SUPPLIED RECORDS>
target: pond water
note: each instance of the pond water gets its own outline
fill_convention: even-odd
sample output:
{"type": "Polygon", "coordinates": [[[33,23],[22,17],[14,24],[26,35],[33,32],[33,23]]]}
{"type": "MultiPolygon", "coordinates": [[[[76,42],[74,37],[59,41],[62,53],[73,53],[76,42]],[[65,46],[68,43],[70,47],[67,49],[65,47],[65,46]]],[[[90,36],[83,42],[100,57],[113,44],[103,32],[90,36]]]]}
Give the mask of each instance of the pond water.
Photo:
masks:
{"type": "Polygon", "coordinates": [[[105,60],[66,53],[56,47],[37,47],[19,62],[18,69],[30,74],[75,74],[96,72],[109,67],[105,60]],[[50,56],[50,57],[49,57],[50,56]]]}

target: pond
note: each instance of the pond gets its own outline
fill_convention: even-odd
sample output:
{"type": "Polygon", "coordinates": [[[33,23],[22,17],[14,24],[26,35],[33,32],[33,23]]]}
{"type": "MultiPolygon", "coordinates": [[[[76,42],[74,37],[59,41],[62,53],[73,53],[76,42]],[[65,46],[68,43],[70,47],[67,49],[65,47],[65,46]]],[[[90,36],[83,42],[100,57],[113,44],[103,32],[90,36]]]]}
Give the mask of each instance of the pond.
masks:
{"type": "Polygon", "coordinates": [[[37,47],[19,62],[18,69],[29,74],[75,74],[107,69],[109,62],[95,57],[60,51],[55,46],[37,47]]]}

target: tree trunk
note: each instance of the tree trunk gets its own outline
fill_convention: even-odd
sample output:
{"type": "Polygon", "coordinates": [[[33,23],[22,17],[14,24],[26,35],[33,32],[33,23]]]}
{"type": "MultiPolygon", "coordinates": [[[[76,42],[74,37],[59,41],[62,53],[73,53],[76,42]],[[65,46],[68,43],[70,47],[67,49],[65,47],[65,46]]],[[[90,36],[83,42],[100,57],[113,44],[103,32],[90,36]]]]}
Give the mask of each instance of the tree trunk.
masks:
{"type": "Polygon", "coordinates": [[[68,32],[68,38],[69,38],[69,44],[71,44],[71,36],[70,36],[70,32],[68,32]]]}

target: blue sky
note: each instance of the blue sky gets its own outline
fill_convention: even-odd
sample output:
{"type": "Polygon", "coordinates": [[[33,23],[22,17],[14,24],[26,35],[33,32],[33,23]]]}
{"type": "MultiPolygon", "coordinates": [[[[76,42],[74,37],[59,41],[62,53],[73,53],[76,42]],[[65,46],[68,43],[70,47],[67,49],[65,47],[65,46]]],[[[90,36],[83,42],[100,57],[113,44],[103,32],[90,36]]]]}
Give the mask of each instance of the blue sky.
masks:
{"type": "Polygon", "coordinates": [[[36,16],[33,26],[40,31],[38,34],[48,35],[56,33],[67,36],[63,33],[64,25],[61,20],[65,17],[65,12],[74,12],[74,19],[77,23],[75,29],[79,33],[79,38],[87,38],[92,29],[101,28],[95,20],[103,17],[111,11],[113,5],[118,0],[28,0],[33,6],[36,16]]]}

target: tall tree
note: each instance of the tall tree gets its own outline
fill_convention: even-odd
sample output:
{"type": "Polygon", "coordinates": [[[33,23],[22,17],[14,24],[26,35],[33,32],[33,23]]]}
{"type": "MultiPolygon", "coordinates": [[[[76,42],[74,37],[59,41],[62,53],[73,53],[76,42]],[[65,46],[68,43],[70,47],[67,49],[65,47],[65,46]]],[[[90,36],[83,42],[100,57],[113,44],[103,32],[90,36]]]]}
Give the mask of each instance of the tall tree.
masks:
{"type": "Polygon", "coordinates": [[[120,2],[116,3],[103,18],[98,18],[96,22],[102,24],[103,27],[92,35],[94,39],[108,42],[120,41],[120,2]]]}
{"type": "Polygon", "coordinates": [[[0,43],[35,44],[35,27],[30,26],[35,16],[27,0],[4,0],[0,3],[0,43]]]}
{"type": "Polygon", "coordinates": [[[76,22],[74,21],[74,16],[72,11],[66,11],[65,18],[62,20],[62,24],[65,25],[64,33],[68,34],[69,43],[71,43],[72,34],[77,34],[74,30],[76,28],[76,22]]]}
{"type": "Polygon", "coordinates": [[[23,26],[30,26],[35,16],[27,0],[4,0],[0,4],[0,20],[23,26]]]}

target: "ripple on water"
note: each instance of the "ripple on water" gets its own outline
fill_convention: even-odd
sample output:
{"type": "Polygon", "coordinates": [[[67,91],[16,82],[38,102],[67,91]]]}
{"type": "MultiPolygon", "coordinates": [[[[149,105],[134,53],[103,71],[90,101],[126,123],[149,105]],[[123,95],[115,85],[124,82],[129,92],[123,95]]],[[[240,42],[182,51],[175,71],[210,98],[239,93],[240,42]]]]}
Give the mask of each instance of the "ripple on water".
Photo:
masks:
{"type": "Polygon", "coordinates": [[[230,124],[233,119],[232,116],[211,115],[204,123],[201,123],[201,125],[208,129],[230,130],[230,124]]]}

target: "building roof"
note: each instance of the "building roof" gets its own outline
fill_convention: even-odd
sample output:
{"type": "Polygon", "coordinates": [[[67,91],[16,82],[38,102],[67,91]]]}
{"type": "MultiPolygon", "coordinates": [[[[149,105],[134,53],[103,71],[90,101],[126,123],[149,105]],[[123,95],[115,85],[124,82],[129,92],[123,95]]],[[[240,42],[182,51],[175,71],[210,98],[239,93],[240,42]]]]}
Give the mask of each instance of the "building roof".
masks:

TASK INSTRUCTIONS> Among the lines above, count those that include the word "outline". Give only the result.

WRITTEN ANSWER> 7